§ Given request:
Rewrite the stretch of the records from the start through the line containing "(1118, 382)", keeping the requests, and shift each coordinate by adding 61 to both of its numbers.

BEGIN Provided data

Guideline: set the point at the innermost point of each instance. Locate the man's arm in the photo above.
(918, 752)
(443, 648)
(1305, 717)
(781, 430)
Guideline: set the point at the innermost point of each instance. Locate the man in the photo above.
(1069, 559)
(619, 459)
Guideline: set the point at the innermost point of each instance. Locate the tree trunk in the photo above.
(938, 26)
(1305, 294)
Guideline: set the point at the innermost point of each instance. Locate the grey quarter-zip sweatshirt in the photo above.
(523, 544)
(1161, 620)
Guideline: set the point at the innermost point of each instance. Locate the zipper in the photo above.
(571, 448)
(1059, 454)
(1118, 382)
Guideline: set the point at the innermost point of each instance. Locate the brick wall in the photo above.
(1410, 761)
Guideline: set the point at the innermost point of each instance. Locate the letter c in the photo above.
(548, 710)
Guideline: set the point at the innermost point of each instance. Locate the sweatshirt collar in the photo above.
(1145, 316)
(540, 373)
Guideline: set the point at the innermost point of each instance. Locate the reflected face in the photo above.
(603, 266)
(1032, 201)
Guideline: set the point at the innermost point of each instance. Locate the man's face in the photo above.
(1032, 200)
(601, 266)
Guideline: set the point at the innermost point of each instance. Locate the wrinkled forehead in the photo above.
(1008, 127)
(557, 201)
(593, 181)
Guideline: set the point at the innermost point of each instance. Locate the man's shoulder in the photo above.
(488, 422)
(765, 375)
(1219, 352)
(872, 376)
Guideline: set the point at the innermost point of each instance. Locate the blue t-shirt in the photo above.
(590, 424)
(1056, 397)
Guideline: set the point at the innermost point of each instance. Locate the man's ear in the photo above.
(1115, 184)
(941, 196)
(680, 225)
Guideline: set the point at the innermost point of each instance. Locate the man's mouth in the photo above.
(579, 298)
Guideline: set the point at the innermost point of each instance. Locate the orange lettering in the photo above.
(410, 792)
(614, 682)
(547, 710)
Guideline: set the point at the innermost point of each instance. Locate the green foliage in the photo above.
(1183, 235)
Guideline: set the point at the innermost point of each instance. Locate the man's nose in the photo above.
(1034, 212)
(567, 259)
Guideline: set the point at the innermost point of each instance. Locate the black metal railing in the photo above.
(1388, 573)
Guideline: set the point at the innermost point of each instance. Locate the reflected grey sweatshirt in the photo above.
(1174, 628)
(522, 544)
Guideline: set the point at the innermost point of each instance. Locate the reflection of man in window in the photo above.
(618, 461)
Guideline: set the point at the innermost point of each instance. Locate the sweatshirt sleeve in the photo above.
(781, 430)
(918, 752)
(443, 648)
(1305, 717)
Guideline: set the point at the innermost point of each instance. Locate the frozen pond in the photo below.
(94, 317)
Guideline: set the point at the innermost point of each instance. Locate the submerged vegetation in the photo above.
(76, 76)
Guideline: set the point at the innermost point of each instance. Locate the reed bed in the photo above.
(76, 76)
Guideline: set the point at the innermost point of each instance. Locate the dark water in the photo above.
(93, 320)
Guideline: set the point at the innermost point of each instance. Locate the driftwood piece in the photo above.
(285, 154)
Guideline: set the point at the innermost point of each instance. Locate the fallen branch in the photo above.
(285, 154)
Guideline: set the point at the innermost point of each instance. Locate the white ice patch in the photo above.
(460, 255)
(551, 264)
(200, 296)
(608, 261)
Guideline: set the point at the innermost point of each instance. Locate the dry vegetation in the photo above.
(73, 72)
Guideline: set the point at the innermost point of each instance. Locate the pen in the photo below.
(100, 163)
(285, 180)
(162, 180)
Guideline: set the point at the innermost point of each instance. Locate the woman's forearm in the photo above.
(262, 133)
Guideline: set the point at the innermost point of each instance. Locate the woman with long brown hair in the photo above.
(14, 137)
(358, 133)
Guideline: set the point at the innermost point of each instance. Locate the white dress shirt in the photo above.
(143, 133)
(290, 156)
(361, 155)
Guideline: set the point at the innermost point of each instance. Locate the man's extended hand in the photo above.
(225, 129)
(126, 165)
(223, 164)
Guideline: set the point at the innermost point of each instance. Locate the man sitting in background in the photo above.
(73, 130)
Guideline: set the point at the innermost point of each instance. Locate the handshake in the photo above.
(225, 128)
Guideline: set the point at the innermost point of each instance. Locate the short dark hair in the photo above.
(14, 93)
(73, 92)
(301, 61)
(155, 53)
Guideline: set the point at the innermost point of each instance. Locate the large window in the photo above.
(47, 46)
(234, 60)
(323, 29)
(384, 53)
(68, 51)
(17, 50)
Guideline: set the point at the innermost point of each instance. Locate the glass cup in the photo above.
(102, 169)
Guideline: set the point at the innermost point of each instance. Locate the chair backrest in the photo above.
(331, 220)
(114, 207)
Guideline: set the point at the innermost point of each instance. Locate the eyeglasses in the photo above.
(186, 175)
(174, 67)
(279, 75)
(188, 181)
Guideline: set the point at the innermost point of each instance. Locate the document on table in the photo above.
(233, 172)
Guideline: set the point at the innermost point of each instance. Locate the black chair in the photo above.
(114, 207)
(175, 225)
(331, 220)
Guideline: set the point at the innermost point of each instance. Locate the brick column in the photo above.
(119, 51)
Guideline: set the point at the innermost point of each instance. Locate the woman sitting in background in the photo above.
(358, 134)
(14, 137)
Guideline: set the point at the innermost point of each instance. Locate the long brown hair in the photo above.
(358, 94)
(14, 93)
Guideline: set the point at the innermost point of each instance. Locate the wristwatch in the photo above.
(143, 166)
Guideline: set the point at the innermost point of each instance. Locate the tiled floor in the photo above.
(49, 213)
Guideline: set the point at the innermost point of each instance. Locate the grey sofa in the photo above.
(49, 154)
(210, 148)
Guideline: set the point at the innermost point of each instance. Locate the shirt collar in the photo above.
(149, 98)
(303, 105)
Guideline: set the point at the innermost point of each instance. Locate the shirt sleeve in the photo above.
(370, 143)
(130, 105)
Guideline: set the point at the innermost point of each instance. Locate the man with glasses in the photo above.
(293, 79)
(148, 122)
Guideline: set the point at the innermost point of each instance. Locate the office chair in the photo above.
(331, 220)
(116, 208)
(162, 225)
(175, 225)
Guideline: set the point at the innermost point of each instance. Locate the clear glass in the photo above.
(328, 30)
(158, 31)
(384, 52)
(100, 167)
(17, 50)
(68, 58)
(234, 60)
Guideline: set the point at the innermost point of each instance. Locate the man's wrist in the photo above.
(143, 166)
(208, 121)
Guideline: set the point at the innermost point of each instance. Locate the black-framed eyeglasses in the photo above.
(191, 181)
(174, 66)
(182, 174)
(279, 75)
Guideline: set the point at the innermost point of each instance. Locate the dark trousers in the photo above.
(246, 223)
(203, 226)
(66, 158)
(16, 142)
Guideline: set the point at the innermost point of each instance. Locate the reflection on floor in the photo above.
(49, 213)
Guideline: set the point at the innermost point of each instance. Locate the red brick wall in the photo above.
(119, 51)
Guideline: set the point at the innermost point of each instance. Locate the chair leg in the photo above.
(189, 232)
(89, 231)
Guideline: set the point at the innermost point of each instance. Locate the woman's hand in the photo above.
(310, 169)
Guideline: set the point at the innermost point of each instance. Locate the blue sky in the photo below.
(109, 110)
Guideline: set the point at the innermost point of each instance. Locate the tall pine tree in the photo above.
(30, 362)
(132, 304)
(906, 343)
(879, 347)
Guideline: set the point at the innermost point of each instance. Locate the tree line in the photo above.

END Provided data

§ Answer to this exercise:
Guideline: set the point at the innermost point of each instance. Locate the man's arm in the photo above.
(979, 813)
(504, 709)
(1366, 778)
(842, 491)
Guideline: set the point at the innermost point of each instance. Locate the man in the photo above.
(1130, 620)
(680, 520)
Guideline: set the point at the innermost point of each instance. Locate the tree trunk in the photo above.
(999, 87)
(1366, 355)
Guideline: set the point at the innermost point of each instance. Locate the grey quarter-zip sweatshirt in the photo above.
(584, 605)
(1222, 681)
Guideline: set the point at the innermost point of each instance. Locate the zipper in the photo above.
(632, 509)
(1120, 515)
(1179, 443)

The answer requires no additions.